ACTIVITY:
Transcribe each entry in full, and leave the images out.

DATA TO PROCESS:

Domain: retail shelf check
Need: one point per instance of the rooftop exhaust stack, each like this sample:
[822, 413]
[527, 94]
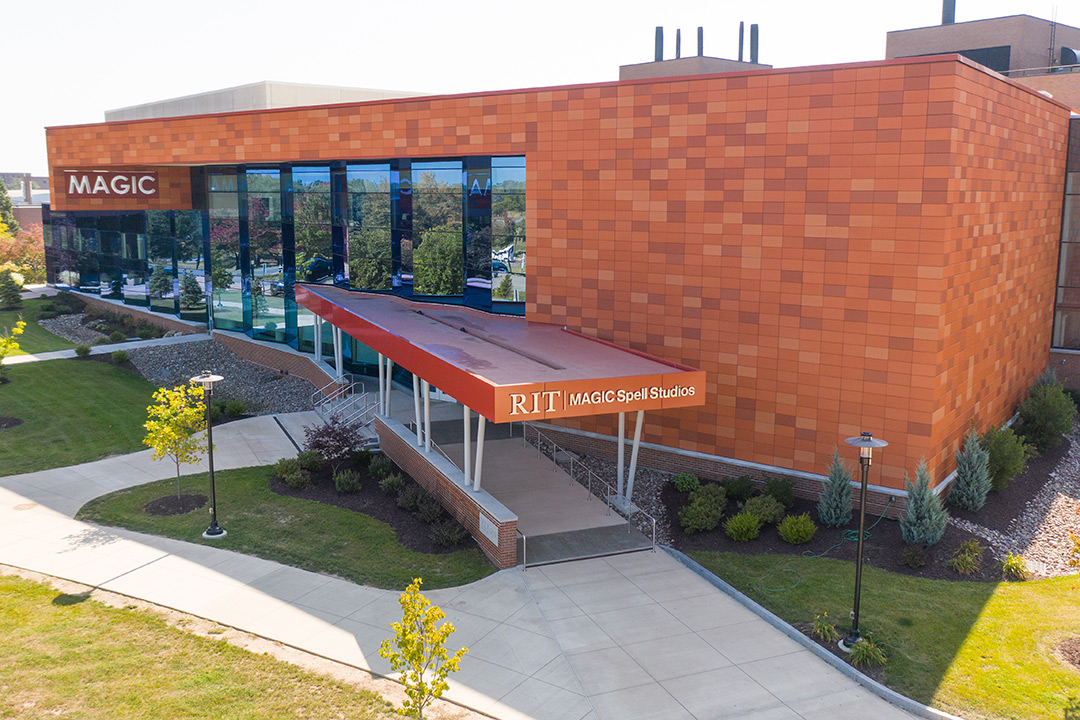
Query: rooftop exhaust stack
[948, 12]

PROBLEM SOLUTION:
Domain: retail shelf check
Need: one point per instance of the rooftop exhaust stack, each like this sample:
[822, 413]
[527, 94]
Query: rooftop exhaust stack
[948, 12]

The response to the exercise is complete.